─── Data for this exercise

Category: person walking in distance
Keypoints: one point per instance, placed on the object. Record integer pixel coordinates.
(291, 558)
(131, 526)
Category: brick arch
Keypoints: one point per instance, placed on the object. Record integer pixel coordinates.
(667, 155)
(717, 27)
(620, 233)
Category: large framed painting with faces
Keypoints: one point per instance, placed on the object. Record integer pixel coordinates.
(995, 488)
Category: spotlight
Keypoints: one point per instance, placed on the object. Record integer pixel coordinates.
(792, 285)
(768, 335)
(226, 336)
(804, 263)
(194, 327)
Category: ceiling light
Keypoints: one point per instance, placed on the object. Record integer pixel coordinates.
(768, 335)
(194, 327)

──────

§ **Goal**:
Please reproduce the records word for word, from the line with "Category: brick arch" through the last line of the records, both ends included.

§ **Task result**:
Category: brick arch
Keypoints: one point per instance, placed on the object. Record integer pixel coordinates.
(667, 155)
(717, 27)
(620, 233)
Category: large framed painting with faces
Keypoints: one point per instance, placed on the object. Record integer pixel coordinates.
(995, 488)
Category: spotlight
Keypoints: one point per instance, placed on the object. Record integer pixel coordinates.
(792, 285)
(768, 335)
(226, 336)
(804, 263)
(194, 327)
Category: ceiling light
Keypoints: one point per instance, placed on the object. Record integer pixel coordinates.
(768, 335)
(194, 327)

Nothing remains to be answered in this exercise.